Description of the task:
Every line containing the word "silver" must be pulled from the records.

[Opening Provided material section]

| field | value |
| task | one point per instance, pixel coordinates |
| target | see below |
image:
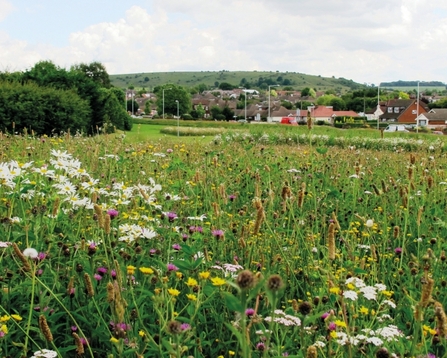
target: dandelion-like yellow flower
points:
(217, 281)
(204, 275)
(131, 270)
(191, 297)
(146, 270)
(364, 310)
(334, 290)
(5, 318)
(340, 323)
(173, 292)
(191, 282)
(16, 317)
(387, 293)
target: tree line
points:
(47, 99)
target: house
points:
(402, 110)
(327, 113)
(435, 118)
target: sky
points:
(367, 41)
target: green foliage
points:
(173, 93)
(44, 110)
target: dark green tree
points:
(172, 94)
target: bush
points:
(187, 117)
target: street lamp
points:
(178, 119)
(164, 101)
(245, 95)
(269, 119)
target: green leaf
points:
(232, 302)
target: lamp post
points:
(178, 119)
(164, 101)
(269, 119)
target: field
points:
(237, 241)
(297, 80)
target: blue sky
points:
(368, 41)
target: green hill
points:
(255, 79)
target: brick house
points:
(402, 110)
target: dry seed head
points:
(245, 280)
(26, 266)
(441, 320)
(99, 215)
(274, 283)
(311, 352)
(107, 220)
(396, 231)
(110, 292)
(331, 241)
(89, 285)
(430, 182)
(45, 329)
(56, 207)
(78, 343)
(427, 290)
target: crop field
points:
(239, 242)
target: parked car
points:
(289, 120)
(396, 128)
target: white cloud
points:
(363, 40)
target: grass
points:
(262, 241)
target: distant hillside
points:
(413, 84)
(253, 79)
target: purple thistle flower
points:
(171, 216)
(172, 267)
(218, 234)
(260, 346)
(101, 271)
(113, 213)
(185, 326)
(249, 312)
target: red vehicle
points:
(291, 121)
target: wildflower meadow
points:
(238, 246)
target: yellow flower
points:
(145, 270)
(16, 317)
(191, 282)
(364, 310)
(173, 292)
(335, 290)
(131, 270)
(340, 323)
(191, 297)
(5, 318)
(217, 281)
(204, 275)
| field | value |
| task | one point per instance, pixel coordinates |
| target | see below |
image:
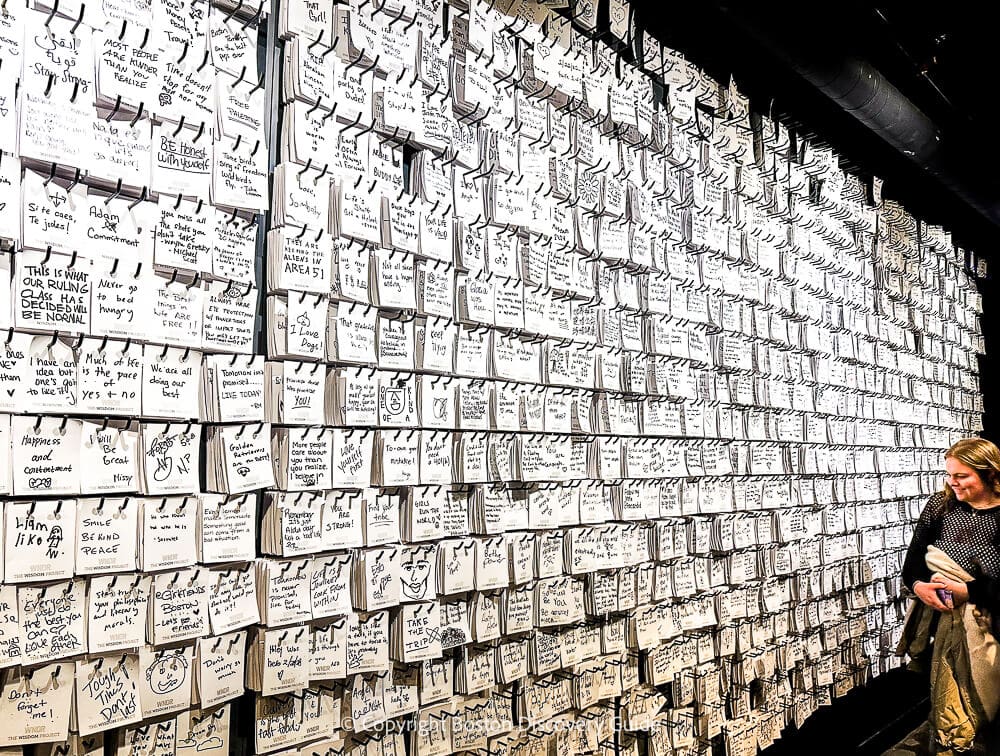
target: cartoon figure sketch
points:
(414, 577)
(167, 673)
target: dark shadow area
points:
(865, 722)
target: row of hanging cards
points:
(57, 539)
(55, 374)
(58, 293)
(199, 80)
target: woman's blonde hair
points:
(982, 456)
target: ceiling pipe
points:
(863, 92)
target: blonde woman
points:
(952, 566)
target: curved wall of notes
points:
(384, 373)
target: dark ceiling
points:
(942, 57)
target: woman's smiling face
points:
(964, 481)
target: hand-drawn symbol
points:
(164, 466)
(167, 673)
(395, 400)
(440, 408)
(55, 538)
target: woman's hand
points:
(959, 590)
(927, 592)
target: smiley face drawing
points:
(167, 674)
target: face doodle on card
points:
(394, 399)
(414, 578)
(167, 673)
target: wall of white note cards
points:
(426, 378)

[Closing Provided material section]
[Opening Provided material section]

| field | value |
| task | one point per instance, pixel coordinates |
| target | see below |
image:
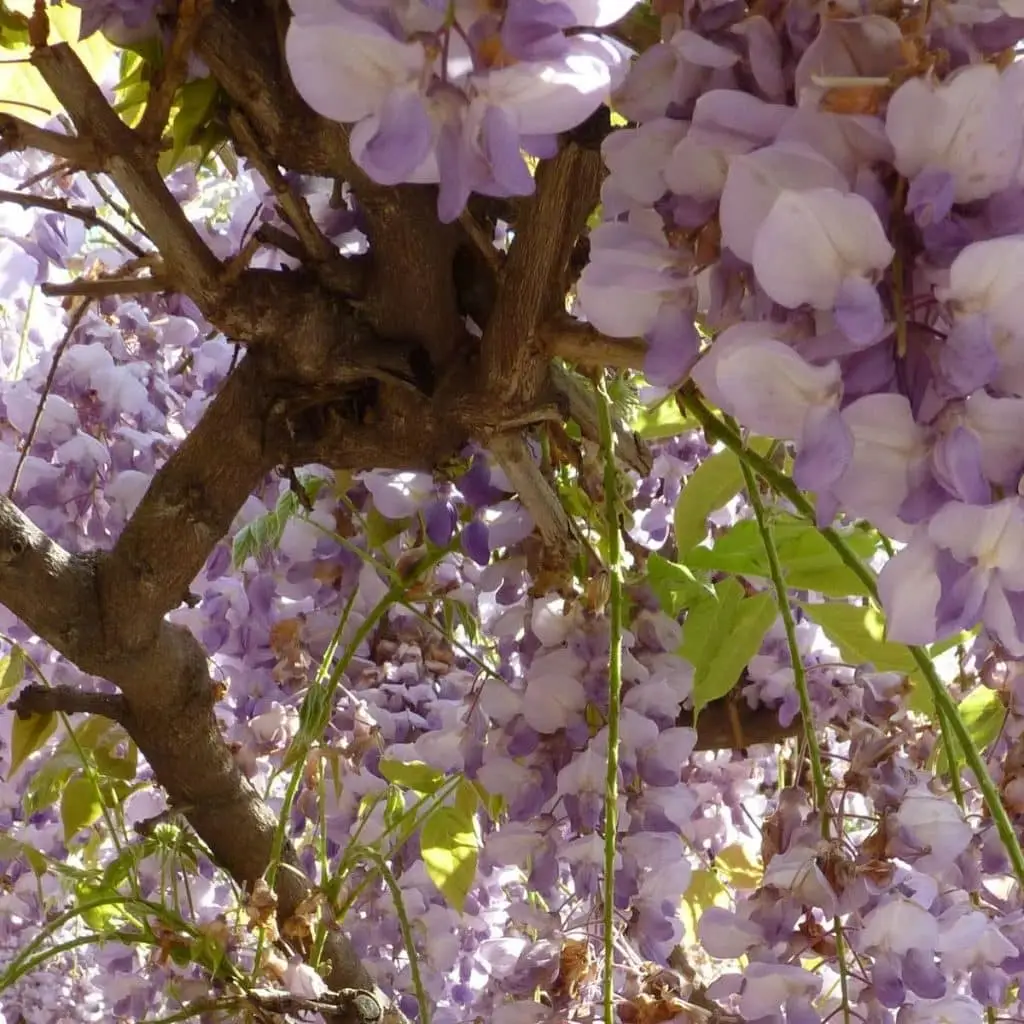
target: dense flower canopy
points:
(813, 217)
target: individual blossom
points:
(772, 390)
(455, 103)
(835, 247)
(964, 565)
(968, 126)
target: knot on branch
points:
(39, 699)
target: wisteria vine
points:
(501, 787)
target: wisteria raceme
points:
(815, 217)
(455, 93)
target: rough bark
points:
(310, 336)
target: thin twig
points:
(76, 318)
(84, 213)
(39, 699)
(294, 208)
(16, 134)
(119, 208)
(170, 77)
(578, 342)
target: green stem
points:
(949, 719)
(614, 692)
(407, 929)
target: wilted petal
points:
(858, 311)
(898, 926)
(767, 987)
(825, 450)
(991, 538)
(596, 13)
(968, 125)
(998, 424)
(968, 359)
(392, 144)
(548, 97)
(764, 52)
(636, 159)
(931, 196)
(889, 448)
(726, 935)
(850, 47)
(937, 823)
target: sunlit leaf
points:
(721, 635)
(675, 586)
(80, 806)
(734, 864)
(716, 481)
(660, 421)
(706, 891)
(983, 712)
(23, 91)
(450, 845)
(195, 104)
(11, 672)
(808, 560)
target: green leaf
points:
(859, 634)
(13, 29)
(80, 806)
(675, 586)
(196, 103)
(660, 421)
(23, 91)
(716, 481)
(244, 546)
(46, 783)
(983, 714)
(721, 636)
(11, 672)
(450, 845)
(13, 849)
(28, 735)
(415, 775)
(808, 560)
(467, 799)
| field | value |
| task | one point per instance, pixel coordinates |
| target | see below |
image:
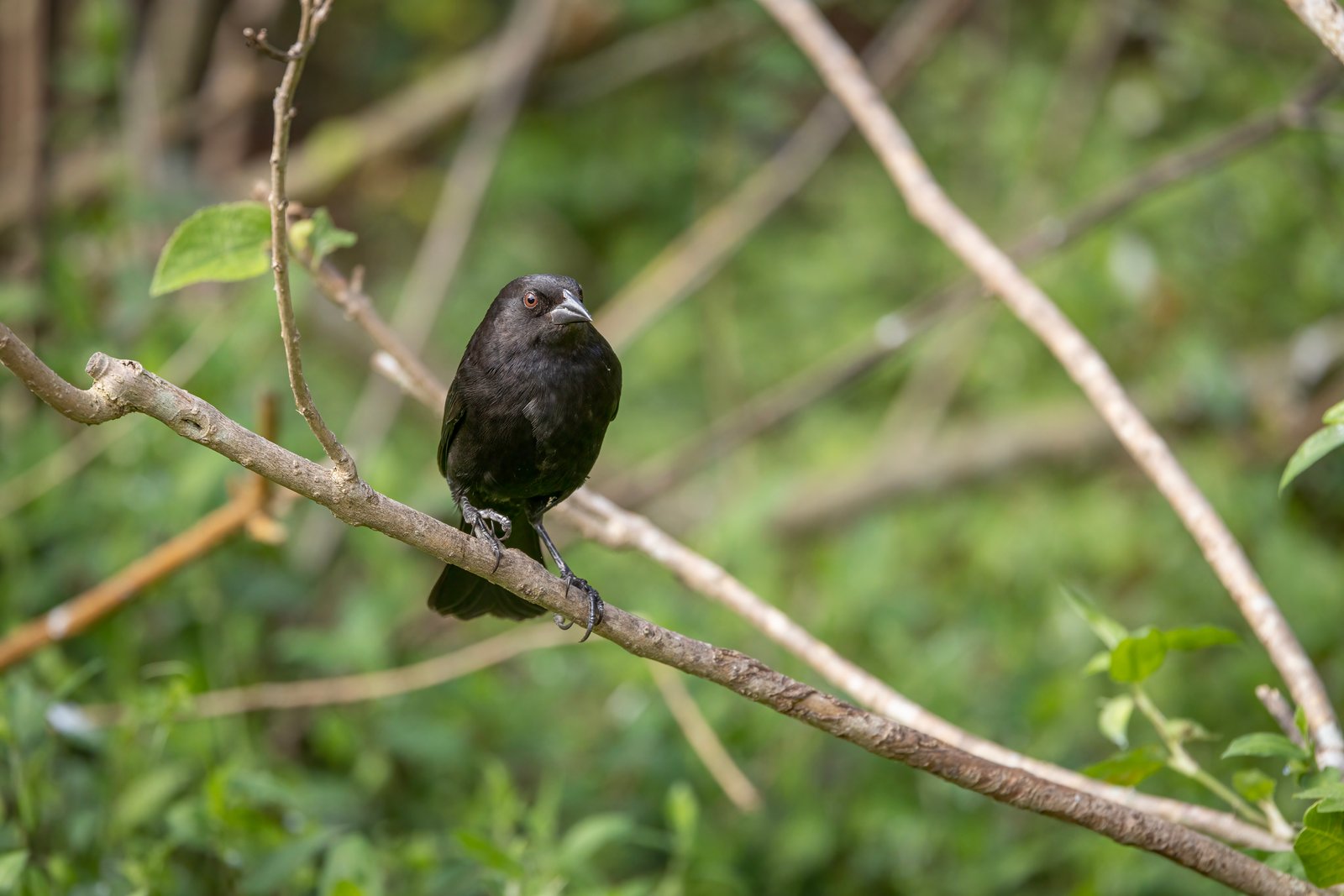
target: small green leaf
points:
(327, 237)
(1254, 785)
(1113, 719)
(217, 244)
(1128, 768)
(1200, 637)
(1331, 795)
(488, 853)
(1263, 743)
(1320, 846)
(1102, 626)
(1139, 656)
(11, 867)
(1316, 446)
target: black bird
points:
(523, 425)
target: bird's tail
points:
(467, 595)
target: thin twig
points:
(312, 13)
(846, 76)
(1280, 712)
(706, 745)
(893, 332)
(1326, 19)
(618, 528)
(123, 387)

[Closing Provided material section]
[Opening Provided material section]

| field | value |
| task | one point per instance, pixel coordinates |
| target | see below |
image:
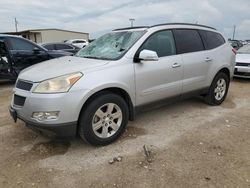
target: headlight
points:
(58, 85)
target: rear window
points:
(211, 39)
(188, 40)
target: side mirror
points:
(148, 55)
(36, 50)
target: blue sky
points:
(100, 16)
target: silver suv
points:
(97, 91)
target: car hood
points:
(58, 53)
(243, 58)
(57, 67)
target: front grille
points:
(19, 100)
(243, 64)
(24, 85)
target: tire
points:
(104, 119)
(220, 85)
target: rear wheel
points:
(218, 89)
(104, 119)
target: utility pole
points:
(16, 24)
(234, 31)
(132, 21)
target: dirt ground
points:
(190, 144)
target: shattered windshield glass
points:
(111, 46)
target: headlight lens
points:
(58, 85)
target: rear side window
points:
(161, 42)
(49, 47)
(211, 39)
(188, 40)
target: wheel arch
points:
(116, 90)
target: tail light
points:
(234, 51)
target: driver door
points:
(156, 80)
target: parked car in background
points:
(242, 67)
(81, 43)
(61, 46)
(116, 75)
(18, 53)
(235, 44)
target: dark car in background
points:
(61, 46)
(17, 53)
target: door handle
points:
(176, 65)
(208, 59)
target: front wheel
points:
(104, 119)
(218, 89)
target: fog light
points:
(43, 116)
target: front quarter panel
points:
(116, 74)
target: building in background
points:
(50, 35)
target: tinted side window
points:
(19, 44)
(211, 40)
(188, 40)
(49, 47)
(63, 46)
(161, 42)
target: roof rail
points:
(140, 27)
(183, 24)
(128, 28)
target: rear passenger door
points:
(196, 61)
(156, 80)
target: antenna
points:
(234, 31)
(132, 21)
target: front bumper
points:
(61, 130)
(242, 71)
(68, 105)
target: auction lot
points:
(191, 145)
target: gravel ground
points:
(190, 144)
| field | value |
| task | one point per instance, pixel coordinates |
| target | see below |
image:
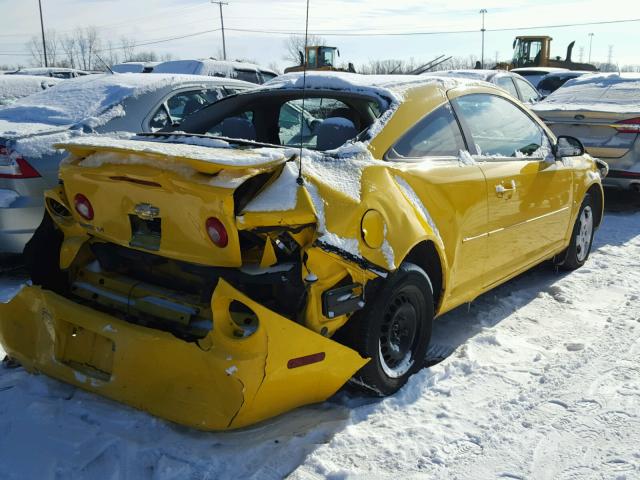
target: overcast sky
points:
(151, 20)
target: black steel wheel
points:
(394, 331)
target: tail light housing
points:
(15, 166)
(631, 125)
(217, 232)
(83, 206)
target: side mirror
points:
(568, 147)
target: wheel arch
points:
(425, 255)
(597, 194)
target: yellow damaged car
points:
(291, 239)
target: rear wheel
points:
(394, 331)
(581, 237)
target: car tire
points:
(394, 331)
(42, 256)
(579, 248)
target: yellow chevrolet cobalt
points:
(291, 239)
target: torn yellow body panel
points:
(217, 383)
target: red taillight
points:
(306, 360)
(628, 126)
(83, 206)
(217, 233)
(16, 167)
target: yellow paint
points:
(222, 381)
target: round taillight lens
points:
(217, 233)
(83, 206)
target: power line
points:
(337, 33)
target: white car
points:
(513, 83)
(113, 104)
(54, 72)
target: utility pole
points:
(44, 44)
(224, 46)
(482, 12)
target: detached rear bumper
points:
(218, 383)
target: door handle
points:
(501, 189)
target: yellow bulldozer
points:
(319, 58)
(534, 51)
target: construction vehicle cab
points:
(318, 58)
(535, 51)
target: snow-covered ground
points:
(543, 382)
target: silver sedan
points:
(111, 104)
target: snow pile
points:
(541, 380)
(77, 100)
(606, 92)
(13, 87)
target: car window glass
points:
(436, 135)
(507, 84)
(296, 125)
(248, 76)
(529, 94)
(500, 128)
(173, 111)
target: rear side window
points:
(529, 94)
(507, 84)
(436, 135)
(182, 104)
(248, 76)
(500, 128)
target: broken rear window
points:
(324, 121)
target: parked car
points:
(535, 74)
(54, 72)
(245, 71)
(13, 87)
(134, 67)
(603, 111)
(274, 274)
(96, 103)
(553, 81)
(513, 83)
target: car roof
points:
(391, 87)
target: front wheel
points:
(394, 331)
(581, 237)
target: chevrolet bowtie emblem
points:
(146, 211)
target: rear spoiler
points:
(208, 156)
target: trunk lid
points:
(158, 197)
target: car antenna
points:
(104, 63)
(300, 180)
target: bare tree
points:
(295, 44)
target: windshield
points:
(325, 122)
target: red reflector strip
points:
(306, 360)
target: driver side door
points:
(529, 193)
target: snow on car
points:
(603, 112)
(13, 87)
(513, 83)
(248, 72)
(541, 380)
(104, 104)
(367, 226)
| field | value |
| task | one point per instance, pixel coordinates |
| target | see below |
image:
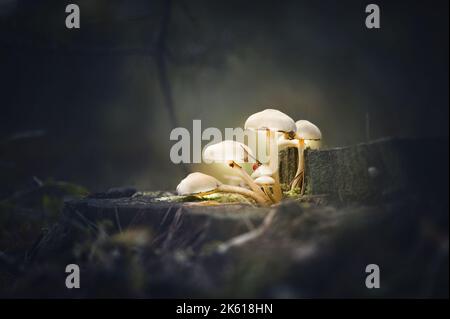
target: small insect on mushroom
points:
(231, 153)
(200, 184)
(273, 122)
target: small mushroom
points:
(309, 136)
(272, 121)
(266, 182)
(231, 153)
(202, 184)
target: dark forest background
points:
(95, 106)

[Closing Provided material section]

Answer area:
target: silver suv
target: silver sedan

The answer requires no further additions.